**COMPITO BREVE 1:** Nel testo da leggere, che cosa faceva la madre quando, tenendo i figli per mano, questi non si comportavano in maniera educata?

**TESTO DA LEGGERE:**
********

Maleducati, Ineducati, Timidi, Distratti

Maleducati, Ineducati, Timidi, Distratti



"Buongiorno"...come se nulla fosse. "BUONGIORNO". "Buongiorno". E tra me e me: "Ecco, ora hanno sentito!" Quante volte vi capita di entrare da qualche parte, al tabacchino, all'edicola, al bar, in un negozio, e pensare di avere a che fare con un audioleso? O anche di salire sull'ascensore, e di salutare lo specchio, mentre chi c'è già dentro è una sfinge impenetrabile? Tempo fa, al bar che frequento abitualmente, vicino casa, c'era un uccellino 
che spesso entrava e cominciava a girare di qua e di là. 

Cercava mollichine, e dopo averne ripulito il posto fino all'ultima, usciva come era entrato, senza un 
cinguettio, e volava via. L'uccellino è stato sostituito da un signore il quale, varcata la soglia del bar, si avvicina al banco, consuma, poi si siede a dare un'occhiata al giornale,
 infine paga alla cassa e va via. 

Senza aprire bocca se non per chiedere un caffè, un cornetto. Hai dei baffetti sotto una testa calva, e 
porta dei mocassini che producono un ticchettio mentre si muove per tutto il locale. Questo è l'unico 
segno audio della sua presenza, oltre alle parole che pronuncia per avere ciò che gli serve. Tanto che 
all'inizio pensavo fosse muto, e che avesse fatto ricorso a un logopedista per farsi insegnare come dire "cornetto" e "caffè", per consentirgli di districarsi almeno al bar. Un giorno, invece, l'ho sentito 
colloquiare con altre persone davanti all'ingresso. Dapprima ho pensato che si fosse procurato un 
ventriloquo che parlava al posto suo, mentre lui muoveva solo le labbra. Ma, avvicinandomi, ho 
appurato che no, era proprio lui parlare, e che non era muto, ma solo maleducato o ineducato (la 
differenza è importante: il primo termine denuncia una responsabilità dei genitori, il secondo è più 
neutro: me lo ha insegnato mia madre da piccolo). 


 Nella mia famiglia, a proposito, siamo stati abituati a salutare, e a dire grazie e prego, da bambinetti. 

Mia madre adottò un metodo infallibile: quando ci teneva per mano, se non ci comportavamo in maniera educata non diceva niente, e nulla della sua disapprovazione trapelava dal suo viso. Si limitava a stringerci la manina così forte da rischiare di rimanerci storpi a vita. Tra le buone maniere e l'eventualità di una mano offesa abbiamo scelto senza esitazioni le prime. Poi ci sono i colleghi e le colleghe ai quali, incontrandoli nel corridoio, rivolgi perlomeno un cenno di saluto.

********

**RIGHE DI DATI:**
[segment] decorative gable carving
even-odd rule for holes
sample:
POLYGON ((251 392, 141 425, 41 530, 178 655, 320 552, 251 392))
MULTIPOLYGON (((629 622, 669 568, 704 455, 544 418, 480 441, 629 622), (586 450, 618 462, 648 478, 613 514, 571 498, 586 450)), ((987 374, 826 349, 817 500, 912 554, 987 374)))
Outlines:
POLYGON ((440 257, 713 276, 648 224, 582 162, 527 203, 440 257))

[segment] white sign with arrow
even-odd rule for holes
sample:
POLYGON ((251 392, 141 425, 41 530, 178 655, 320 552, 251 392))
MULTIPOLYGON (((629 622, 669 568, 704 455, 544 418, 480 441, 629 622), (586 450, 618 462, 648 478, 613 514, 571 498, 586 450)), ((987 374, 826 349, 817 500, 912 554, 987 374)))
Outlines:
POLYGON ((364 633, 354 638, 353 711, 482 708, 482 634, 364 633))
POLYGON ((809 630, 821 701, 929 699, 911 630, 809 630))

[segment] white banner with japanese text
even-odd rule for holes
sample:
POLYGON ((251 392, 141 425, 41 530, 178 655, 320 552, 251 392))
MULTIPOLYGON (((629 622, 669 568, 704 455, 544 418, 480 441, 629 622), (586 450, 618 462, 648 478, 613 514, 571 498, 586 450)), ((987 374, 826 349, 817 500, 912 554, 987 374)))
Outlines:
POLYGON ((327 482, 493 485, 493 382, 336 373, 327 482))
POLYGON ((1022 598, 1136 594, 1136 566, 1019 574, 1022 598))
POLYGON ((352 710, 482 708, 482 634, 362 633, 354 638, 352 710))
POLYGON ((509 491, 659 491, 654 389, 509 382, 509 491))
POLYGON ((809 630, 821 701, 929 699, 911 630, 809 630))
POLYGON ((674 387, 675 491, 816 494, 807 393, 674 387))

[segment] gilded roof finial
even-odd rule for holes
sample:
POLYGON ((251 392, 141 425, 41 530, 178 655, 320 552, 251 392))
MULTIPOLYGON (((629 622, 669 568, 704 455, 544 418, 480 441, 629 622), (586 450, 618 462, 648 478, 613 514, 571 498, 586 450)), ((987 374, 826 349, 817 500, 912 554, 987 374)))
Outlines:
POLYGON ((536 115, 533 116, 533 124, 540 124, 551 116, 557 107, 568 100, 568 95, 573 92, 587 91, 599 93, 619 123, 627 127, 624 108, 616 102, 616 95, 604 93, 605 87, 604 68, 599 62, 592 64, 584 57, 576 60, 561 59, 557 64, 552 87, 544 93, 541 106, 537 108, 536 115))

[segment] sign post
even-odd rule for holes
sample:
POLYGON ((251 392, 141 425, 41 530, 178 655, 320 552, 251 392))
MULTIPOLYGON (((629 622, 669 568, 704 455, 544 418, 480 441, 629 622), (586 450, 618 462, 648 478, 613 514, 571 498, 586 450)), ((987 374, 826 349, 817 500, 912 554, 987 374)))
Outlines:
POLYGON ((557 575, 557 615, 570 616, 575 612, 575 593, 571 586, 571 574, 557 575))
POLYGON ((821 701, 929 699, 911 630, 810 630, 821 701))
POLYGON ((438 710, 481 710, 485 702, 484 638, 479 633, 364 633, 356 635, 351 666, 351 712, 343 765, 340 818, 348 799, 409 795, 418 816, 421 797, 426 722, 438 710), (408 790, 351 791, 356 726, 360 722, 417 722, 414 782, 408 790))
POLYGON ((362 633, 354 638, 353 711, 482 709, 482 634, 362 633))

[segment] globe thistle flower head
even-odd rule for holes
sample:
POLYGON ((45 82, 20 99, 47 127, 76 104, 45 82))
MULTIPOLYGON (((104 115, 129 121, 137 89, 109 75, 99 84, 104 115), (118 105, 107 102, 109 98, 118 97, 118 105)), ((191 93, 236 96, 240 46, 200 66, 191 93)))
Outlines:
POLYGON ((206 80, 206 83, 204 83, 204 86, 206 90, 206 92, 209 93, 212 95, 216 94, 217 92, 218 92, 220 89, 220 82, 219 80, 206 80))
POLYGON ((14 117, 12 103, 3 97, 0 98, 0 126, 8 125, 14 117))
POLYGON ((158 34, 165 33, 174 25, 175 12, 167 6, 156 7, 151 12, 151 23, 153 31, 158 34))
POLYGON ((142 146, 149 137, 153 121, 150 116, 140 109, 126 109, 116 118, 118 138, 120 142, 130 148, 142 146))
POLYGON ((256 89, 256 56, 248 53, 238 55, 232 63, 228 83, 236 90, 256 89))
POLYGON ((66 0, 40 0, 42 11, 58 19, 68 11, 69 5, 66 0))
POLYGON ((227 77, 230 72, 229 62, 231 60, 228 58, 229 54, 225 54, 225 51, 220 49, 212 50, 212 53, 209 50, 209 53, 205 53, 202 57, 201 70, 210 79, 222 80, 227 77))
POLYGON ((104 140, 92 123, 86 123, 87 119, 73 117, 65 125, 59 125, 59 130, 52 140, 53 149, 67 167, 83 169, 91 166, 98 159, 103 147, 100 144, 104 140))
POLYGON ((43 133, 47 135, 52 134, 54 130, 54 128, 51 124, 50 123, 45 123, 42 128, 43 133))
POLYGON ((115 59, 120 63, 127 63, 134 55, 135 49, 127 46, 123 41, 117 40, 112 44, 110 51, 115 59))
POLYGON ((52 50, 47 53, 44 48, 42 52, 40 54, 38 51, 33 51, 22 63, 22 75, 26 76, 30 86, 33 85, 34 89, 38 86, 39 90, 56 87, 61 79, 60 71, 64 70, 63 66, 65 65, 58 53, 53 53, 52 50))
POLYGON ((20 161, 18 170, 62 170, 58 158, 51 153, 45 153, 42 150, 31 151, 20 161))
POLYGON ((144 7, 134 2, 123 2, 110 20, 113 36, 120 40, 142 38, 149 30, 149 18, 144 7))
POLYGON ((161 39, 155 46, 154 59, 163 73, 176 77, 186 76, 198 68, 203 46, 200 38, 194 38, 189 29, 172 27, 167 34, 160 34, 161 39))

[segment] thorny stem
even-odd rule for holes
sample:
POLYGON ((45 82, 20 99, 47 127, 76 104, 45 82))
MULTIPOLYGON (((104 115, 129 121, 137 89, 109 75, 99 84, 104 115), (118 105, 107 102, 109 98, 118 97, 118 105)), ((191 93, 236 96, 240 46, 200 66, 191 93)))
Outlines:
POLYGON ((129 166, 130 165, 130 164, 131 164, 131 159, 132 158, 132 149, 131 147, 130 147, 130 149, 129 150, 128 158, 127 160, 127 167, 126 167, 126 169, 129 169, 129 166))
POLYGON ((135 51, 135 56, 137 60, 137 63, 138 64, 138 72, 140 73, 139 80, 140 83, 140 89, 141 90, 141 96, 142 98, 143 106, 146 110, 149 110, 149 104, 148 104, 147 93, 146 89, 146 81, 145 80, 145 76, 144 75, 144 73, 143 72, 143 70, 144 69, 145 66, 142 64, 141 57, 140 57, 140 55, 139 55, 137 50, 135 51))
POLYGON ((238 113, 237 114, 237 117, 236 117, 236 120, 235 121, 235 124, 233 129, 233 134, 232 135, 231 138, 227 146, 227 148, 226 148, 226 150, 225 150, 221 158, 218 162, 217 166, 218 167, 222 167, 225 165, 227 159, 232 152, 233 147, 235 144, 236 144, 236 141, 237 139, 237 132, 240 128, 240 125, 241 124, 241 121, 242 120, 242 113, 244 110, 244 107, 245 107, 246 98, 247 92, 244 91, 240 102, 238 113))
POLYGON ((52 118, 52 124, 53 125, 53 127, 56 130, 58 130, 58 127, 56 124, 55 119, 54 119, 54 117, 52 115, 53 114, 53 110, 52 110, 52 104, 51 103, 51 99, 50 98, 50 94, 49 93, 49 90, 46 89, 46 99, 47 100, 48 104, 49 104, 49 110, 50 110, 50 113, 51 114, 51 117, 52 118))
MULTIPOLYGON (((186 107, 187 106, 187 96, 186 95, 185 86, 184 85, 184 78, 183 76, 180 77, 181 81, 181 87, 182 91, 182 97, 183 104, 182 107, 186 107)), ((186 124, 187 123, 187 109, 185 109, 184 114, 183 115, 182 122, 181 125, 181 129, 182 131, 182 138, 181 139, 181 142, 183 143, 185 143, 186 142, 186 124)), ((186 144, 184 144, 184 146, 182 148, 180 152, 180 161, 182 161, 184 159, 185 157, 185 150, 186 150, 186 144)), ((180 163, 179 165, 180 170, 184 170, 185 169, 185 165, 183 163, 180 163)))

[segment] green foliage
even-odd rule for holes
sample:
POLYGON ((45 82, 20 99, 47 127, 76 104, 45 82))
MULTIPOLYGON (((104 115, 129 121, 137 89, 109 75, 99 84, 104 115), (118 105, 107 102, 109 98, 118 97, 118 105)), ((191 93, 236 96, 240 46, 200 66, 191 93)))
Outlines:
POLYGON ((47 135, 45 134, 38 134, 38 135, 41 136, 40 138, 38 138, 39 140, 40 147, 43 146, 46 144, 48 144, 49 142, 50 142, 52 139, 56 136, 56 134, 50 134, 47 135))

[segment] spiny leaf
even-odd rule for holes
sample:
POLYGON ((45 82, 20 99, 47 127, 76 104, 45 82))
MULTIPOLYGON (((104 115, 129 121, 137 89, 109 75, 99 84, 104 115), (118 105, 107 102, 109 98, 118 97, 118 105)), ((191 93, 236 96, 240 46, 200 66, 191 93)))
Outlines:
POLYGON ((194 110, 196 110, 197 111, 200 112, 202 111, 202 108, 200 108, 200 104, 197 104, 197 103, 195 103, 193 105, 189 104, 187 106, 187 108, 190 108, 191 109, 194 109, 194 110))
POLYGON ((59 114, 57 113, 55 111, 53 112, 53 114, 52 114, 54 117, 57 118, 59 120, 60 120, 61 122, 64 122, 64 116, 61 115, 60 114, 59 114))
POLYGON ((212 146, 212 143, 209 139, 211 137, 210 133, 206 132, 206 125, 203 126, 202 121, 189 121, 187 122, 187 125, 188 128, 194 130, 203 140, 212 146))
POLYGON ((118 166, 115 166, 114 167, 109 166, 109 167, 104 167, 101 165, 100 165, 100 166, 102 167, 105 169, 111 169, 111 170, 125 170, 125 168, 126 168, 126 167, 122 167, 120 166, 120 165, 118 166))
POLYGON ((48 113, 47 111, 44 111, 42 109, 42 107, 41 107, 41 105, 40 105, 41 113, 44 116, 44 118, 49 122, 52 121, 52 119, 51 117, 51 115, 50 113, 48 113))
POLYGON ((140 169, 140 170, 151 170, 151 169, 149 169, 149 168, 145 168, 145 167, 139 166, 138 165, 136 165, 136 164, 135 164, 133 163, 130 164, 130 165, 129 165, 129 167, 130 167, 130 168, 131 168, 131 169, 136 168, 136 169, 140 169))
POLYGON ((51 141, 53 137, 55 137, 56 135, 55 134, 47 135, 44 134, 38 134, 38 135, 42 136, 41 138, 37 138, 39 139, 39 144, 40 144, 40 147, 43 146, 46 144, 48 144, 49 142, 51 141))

********

**COMPITO BREVE 2:** Per favore ridimensiona e riscrivi tutto ciò che va dall'inizio delle righe di dati fino alla linea che contiene "POLYGON ((440 257, 713" inclusa, richieste comprese. Moltiplica per 2,55 ogni coordinata delle risposte, ma non quelle delle richieste né dei loro esempi di formato, e arrotonda all'intero con le metà per eccesso.

**RISPOSTA FINALE 1:** Stringeva loro la manina così forte da rischiare di lasciarli storpi a vita.

**RISPOSTA FINALE 2:**
[segment] decorative gable carving
even-odd rule for holes
sample:
POLYGON ((251 392, 141 425, 41 530, 178 655, 320 552, 251 392))
MULTIPOLYGON (((629 622, 669 568, 704 455, 544 418, 480 441, 629 622), (586 450, 618 462, 648 478, 613 514, 571 498, 586 450)), ((987 374, 826 349, 817 500, 912 554, 987 374)))
Outlines:
POLYGON ((1122 655, 1818 704, 1652 571, 1484 413, 1344 518, 1122 655))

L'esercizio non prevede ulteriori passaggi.